Can you rewrite the records below, from the first line through the line with "[0, 0, 127, 190]", with "pipeline" replaced by "workflow" and everything else unchanged, giving only those lines?
== DATA PROVIDED ==
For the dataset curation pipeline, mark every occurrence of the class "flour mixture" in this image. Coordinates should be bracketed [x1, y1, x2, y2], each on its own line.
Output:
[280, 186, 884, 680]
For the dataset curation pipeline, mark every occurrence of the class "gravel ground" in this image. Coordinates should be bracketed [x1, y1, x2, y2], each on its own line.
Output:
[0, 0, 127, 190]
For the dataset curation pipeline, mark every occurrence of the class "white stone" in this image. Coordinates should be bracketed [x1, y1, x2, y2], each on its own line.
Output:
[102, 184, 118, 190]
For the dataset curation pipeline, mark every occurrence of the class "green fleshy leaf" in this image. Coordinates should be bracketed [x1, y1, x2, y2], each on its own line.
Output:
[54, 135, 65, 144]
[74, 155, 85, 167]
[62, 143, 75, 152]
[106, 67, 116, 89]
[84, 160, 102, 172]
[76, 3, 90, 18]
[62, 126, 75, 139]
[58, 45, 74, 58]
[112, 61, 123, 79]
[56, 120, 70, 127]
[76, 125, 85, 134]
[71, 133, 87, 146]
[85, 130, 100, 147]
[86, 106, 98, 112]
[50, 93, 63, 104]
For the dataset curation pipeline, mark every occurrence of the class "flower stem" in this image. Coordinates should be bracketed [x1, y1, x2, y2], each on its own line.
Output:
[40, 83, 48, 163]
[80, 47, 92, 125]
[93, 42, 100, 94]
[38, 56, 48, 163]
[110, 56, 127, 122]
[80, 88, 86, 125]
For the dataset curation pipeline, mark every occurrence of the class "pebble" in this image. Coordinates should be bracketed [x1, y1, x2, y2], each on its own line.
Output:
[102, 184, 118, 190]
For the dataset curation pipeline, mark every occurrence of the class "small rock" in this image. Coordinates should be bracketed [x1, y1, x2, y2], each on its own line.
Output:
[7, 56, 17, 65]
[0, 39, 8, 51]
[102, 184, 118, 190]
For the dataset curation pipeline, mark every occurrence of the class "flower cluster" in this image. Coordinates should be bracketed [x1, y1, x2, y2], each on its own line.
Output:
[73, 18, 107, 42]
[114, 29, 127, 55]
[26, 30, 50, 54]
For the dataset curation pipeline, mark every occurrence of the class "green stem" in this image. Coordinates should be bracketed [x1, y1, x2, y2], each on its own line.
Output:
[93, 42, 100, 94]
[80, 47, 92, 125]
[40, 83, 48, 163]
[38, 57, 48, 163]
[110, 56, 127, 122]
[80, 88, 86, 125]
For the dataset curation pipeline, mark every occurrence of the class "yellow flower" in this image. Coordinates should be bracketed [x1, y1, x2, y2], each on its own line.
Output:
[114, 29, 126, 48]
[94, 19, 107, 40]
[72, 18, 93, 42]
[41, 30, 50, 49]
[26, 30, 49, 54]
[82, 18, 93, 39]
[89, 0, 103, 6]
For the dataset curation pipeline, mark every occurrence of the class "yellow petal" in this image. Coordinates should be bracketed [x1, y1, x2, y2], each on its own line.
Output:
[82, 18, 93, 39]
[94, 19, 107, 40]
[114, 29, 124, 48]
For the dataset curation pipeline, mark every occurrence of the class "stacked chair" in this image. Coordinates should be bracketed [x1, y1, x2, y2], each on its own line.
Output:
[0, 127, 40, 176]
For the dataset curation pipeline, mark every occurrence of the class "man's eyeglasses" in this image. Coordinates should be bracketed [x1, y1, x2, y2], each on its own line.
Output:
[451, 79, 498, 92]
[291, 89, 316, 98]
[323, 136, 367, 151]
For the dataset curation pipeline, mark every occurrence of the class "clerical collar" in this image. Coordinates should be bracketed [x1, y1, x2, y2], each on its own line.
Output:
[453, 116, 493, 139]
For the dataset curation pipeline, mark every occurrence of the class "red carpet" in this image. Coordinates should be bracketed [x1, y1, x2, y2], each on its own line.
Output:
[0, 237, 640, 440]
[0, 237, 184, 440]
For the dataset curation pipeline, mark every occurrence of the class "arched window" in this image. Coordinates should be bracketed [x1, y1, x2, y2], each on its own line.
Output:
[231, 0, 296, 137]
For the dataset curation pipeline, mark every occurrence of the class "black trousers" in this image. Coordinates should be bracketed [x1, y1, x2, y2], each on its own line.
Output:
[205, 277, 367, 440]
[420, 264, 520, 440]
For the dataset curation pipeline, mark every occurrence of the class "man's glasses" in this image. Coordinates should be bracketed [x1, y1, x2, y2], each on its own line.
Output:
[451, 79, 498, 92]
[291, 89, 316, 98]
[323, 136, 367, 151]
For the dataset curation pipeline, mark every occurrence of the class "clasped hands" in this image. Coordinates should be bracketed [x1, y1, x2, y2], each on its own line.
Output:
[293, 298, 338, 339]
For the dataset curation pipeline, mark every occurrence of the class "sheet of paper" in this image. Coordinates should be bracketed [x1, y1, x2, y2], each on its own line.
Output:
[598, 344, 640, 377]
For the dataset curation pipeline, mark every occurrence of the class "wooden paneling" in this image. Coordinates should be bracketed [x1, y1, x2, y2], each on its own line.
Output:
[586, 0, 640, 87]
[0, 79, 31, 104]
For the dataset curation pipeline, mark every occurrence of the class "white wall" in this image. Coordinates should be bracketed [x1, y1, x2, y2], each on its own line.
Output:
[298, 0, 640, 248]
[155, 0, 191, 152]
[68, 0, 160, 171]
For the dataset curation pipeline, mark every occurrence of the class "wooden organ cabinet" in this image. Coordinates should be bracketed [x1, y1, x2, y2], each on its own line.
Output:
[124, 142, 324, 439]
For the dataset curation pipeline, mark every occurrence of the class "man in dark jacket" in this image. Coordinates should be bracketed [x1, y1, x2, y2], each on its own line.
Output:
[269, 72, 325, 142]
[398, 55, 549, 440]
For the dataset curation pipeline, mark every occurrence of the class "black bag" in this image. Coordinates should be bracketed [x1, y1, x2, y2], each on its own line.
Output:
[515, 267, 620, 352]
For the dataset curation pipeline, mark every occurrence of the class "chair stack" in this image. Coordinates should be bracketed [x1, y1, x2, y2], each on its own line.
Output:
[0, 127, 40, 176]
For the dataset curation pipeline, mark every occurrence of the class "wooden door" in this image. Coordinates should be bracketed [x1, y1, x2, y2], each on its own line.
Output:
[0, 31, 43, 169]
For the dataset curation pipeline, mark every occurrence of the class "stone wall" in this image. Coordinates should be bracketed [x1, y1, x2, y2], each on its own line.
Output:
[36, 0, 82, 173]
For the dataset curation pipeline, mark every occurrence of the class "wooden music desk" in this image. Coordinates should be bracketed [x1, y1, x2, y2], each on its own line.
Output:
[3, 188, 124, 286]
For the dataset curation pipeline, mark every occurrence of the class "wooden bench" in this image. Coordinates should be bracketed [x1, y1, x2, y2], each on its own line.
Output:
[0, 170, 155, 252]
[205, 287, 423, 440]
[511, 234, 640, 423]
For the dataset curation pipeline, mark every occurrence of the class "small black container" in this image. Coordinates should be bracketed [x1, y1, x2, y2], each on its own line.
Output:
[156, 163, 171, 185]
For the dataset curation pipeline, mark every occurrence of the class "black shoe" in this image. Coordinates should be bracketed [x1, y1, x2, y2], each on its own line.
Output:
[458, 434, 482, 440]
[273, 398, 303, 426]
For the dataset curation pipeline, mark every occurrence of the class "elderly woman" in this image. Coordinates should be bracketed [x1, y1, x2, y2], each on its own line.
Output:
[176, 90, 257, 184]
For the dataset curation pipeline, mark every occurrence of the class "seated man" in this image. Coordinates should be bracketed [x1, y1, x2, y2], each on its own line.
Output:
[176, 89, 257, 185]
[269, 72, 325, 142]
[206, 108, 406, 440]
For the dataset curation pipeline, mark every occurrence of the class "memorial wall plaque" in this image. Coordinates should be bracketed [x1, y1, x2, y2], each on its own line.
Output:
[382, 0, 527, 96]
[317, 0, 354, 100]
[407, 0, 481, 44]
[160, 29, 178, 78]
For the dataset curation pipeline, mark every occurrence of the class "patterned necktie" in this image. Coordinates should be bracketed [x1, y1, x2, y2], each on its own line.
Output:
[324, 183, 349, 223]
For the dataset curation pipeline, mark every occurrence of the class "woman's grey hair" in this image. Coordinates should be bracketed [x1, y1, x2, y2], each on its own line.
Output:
===
REPLY TO THE EXERCISE ▸
For the dataset curation workflow, mark every occurrence of the class "flour mixture" in this image. Coordinates should be bracketed [x1, y1, x2, y2], each on its own line.
Output:
[280, 186, 884, 680]
For the dataset curation workflow, mark every occurrence of the class "gravel ground" in this image. Coordinates should be bracketed [x1, y1, x2, y2], each on its own line.
Output:
[0, 0, 127, 190]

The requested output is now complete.